Written exercise 1
Print the pointing dataset rows below word for word, leaving out the pictures.

Version: Next

Hudi

Hudi sink connector

Description

Used to write data to Hudi.

Key features

Options

Base configuration:

name	type	required	default value
table_dfs_path	string	yes	-
conf_files_path	string	no	-
table_list	Array	no	-
schema_save_mode	enum	no	CREATE_SCHEMA_WHEN_NOT_EXIST
common-options	Config	no	-

Table list configuration:

name	type	required	default value
table_name	string	yes	-
database	string	no	default
table_type	enum	no	COPY_ON_WRITE
op_type	enum	no	insert
record_key_fields	string	no	-
partition_fields	string	no	-
precombine_field	string	no	-
batch_interval_ms	Int	no	1000
batch_size	Int	no	1000
insert_shuffle_parallelism	Int	no	2
upsert_shuffle_parallelism	Int	no	2
min_commits_to_keep	Int	no	20
max_commits_to_keep	Int	no	30
index_type	enum	no	BLOOM
index_class_name	string	no	-
record_byte_size	Int	no	1024
cdc_enabled	boolean	no	false

Note: When this configuration corresponds to a single table, you can flatten the configuration items in table_list to the outer layer.

Written exercise 2
In the Hudi sink connector options, under what condition can the table_list settings be moved out of table_list? Answer in one to three sentences.

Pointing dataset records
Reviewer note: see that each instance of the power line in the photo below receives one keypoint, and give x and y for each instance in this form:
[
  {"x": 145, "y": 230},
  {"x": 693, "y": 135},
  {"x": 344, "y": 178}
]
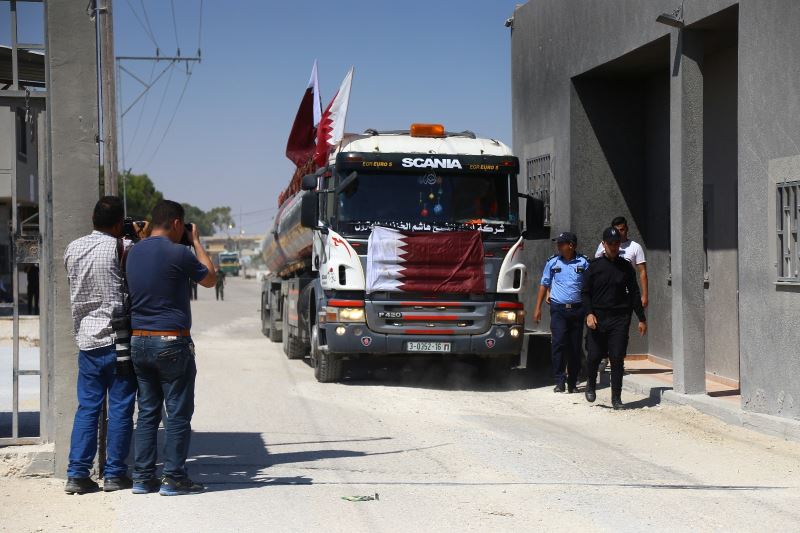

Task answer 1
Reviewer note: see that each instance of the power line in the photo below receives one keypoint, and give x and y for each instance in this form:
[
  {"x": 145, "y": 230},
  {"x": 693, "y": 135},
  {"x": 344, "y": 178}
]

Task answer 2
When the configuration corresponds to a single table, the configuration items in table_list can be flattened to the outer layer.